Publié le 16 Juillet 2025
Tous les amoureux du piano devraient se précipiter sur ce disque, qui n'a que trop attendu dans les limbes de mes fichiers.
[À propos du compositeur, de la pianiste et du disque]
Le compositeur mexico-canadien Alfredo Santa Ana réside à Vancouver depuis 2003 sur les terres de nations autochtones. Il est guitariste dans un groupe "d'avant-rock avec une touche de classique" de Vancouver, Square, se produit avec sa compagne, l'écrivain Alisen Santa Ana sous le nom de Ghost Sheperd. Son album de guitare, Sounds of Time & Distance, est sorti en novembre 2022.
Aussi à l'aise dans le répertoire classique que contemporain, la pianiste Miranda Wong a derrière elle une solide carrière de soliste au Canada, aux États-Unis et en Angleterre, d'instrumentiste de chambre et d'enseignante qui la rend à même d'interpréter la musique exigeante du compositeur.
Quant au propos du disque, qui se veut dans l'air du temps, lié à la précarité de notre époque face au futur, il me semble suffisamment vague et inconsistant pour que je n'insiste pas. La musique n'a pas besoin de "programme" pour nous plaire. Cette collection de dix-huit pièces, quinze d'entre elles de moins de quatre minutes, trace le portrait d'une sensibilité attachante, en marge des projecteurs et d'une actualité tapageuse. C'est assez pour la rendre précieuse.
Le compositeur a distingué quatre chapitres dans son album qu'il considère en somme comme un livre pour piano : Le Concile des Apparitions (titres 1 à 3) / Mémoire, je pense souvent à toi comme la cendre du Temps (4 à 7) / Couleurs (8 à 12) / Petit âge de glace (13 à 18) La première pièce, titrée par le mot-valise "Zaloasymphnesis", mot si mystérieux, me paraît à cent lieues des "explications" fournies par le compositeur : "Zaloa" est le mot Nahuatl (langue du Mexique, de la famille uto-aztec) pour la glue ou des sortes de colle, "symph" renvoie à l'idée d'un accord ou rassemblement de sons, tandis que "nesis" réfère à la théorie platonicienne de l'anamnèse, qui considère que les formes ou les concepts sont préinstallés dans l'esprit...Ce qui me laisse perplexe, mais la pièce a de l'allure, un tantinet beethovenienne (?). En effet, elle me rappelle d'autres musiques, elle me colle à l'oreille, elle semble pétrie de souvenirs musicaux. Son lyrisme dynamique est couplé avec des phases introspectives plus proches de la musique des débuts du vingtième siècle. On aimerait se souvenir, avant que le monde ne s'endorme, de telles mélodies qui échappent au temps. C'est un très beau début !

Lignes:
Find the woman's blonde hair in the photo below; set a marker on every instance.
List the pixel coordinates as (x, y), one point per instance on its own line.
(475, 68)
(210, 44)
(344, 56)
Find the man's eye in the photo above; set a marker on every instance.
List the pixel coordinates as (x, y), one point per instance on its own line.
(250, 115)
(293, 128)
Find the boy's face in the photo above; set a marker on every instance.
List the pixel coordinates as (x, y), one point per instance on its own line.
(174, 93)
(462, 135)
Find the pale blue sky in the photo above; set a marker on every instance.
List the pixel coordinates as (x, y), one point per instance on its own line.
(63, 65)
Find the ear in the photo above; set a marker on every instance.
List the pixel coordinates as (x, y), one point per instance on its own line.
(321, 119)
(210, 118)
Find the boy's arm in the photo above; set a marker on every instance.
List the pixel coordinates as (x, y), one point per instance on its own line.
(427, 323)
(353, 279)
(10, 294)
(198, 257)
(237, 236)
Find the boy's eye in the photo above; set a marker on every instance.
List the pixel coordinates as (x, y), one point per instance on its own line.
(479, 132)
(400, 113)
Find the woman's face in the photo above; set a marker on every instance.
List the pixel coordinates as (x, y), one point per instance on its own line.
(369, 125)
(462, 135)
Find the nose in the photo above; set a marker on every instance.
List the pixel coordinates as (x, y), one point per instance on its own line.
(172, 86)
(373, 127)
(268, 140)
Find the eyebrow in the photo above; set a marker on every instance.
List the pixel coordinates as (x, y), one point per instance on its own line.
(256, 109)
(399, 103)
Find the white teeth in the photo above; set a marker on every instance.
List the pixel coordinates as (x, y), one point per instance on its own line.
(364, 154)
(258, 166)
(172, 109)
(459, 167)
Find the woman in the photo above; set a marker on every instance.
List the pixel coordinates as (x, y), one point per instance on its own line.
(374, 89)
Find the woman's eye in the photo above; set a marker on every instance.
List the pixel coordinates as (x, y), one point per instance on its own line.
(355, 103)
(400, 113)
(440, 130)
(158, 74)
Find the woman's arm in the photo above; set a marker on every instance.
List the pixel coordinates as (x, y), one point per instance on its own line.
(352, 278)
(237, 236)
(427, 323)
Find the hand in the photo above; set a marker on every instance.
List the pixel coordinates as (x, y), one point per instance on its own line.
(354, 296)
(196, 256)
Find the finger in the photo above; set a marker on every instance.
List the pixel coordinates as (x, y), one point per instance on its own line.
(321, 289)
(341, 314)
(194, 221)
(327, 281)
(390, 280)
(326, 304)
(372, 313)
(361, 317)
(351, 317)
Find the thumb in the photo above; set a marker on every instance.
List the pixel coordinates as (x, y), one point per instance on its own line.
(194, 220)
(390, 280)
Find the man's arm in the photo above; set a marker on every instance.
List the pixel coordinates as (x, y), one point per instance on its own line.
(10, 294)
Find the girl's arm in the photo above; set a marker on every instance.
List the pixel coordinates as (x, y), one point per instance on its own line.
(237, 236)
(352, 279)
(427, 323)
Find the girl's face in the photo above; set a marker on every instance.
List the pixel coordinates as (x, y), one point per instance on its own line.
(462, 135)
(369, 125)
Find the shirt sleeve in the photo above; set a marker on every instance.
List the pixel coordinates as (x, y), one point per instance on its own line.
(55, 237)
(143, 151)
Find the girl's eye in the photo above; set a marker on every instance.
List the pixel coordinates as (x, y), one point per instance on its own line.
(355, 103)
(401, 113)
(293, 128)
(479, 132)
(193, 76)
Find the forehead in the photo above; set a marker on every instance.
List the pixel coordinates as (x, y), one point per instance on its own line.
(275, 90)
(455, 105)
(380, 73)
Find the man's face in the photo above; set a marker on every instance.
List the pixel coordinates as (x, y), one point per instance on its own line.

Consigne:
Réécrivez le passage de l'extrait en commençant à « [À propos du » et en terminant à « en novembre 2022. », et changez « Vancouver » en « Montréal ».

Solution:
[À propos du compositeur, de la pianiste et du disque]
Le compositeur mexico-canadien Alfredo Santa Ana réside à Montréal depuis 2003 sur les terres de nations autochtones. Il est guitariste dans un groupe "d'avant-rock avec une touche de classique" de Montréal, Square, se produit avec sa compagne, l'écrivain Alisen Santa Ana sous le nom de Ghost Sheperd. Son album de guitare, Sounds of Time & Distance, est sorti en novembre 2022.